■ **The problem**
Restate word for word the entries below, starting with the line with "TASK = identify one point per instance of the yellow rapeseed" and continuing through the line with "TASK = identify one point per instance of the white cloud". Include both of those lines and no others.

(Stored data entries)
=====
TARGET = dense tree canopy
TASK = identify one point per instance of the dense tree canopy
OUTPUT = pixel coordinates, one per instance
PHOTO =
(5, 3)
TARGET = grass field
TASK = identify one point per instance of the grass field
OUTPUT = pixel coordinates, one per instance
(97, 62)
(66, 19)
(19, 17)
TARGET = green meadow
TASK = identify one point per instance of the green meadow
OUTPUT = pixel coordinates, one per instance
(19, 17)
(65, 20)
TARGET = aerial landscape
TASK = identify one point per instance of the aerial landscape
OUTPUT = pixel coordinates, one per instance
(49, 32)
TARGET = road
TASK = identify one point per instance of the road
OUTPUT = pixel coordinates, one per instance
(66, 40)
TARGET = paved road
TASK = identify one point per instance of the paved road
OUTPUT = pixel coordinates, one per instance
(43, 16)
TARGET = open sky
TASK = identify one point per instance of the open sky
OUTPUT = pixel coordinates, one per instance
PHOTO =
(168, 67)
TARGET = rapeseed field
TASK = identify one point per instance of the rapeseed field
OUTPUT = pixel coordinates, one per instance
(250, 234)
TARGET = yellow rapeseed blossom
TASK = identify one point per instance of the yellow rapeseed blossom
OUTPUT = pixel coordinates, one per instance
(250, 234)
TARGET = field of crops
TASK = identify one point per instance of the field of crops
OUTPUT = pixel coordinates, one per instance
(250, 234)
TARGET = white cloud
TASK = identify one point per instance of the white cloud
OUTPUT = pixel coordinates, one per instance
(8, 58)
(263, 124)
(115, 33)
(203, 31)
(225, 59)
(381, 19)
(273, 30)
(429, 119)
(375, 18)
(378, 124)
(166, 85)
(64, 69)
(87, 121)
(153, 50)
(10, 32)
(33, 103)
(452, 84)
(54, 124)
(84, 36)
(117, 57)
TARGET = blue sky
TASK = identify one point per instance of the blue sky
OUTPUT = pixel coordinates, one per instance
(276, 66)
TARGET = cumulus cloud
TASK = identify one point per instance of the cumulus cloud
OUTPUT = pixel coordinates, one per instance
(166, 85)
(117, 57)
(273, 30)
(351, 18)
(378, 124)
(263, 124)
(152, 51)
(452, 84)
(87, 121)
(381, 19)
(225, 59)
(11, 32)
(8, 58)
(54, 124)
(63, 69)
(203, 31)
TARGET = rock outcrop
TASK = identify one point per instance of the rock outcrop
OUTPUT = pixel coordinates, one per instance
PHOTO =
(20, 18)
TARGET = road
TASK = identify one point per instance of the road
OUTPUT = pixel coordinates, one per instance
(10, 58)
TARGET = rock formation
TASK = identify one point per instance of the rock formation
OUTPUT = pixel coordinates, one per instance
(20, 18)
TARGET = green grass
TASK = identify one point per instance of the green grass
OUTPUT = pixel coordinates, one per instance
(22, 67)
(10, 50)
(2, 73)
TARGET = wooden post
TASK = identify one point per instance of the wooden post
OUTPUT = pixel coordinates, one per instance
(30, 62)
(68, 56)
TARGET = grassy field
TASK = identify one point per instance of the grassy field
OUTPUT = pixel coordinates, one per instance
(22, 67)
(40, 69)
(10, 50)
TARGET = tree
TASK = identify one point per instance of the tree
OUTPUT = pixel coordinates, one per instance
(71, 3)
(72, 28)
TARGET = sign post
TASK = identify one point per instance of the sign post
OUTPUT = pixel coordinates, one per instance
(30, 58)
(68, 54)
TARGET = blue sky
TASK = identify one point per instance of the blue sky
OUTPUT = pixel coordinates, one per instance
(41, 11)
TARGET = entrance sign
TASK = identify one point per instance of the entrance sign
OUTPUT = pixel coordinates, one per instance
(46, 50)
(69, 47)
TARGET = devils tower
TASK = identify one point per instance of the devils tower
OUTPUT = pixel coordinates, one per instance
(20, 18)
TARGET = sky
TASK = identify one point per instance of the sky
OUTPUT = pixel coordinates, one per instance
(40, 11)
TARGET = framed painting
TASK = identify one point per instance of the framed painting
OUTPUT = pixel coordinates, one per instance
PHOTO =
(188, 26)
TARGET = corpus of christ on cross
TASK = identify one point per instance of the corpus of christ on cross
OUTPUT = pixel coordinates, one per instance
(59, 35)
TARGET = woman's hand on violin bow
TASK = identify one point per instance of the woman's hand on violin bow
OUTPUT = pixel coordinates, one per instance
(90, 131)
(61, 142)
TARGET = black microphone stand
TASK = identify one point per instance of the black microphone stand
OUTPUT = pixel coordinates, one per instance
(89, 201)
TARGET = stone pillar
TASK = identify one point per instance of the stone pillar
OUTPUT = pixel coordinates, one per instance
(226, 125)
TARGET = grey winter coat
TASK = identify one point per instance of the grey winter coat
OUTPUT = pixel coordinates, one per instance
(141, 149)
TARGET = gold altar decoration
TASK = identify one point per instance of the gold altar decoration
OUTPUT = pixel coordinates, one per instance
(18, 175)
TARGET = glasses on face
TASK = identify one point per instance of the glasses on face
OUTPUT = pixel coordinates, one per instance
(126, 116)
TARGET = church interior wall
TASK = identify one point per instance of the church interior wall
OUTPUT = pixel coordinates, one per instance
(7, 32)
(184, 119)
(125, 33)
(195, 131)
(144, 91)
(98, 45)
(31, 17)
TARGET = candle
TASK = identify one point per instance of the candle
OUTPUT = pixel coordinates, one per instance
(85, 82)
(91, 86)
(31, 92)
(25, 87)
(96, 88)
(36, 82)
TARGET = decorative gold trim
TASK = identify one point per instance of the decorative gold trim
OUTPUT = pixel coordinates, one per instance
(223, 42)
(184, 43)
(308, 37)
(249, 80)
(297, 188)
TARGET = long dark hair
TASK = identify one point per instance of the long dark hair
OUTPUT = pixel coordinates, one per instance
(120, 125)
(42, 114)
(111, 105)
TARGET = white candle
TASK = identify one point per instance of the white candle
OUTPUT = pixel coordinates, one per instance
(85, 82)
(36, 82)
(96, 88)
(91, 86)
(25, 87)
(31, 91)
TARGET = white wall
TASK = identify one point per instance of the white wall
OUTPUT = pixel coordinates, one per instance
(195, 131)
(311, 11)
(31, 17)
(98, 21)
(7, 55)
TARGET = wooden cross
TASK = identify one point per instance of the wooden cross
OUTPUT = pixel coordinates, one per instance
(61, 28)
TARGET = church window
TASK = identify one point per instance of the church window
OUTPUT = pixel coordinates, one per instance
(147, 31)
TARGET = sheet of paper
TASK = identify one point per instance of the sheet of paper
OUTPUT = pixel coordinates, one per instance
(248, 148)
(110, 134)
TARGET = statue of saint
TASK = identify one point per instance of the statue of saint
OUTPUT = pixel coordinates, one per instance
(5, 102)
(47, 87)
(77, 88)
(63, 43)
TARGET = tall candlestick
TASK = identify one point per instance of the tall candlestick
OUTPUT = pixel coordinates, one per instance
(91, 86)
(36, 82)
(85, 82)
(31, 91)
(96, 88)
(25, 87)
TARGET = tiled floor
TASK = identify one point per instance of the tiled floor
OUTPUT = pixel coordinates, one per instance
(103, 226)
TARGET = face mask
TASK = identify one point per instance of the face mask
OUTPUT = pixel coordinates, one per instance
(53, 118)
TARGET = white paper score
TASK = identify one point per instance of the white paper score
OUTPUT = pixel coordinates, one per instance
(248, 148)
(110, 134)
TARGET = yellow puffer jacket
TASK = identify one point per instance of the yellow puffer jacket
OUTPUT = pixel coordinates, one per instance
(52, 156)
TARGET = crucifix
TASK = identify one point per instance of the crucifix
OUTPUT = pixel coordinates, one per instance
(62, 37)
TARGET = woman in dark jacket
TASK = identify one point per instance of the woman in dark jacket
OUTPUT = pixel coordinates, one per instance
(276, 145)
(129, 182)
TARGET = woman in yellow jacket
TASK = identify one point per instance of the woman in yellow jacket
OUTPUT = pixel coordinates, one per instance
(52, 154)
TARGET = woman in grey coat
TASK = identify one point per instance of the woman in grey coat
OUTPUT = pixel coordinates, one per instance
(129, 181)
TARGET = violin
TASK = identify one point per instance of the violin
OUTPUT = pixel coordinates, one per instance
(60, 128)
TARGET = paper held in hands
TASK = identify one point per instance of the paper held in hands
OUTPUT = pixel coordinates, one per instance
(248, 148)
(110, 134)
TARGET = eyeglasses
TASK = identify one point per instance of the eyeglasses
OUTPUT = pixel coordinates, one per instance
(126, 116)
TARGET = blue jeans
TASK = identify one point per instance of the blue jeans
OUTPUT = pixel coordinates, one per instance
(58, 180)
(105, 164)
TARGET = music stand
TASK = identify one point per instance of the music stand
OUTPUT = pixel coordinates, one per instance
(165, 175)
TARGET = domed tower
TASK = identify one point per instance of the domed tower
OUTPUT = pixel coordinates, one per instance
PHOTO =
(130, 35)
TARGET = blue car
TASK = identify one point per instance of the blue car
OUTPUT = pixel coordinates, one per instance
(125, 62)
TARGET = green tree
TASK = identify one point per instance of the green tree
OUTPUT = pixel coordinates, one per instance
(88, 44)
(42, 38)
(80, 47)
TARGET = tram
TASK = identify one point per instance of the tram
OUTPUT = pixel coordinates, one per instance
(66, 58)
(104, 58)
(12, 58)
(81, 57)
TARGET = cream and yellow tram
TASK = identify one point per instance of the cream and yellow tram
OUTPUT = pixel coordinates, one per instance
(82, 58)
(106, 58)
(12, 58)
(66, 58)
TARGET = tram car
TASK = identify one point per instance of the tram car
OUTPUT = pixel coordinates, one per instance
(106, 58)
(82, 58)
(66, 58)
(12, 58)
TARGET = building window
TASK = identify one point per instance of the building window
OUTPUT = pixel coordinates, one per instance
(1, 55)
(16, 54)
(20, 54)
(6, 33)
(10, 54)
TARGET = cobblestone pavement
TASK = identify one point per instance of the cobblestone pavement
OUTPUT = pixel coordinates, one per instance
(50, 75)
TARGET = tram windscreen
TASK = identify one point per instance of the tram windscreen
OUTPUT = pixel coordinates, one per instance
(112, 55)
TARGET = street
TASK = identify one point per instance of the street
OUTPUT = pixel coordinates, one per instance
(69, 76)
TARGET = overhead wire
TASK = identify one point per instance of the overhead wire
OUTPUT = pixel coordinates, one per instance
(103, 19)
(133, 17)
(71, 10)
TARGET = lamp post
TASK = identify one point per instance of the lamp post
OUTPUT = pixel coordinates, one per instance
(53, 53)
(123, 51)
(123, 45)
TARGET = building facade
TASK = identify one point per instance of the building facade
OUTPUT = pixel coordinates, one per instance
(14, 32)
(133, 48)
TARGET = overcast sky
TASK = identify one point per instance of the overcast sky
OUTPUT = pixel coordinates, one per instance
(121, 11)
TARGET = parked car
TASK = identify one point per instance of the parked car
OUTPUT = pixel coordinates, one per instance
=====
■ **Solution to the problem**
TASK = identify one point per instance of the yellow rapeseed blossom
OUTPUT = pixel coordinates, one per instance
(250, 234)
TARGET = field of crops
TASK = identify one point per instance of the field of crops
OUTPUT = pixel coordinates, one per instance
(250, 234)
TARGET = white cloud
TASK = identify one point per instance of the white cloud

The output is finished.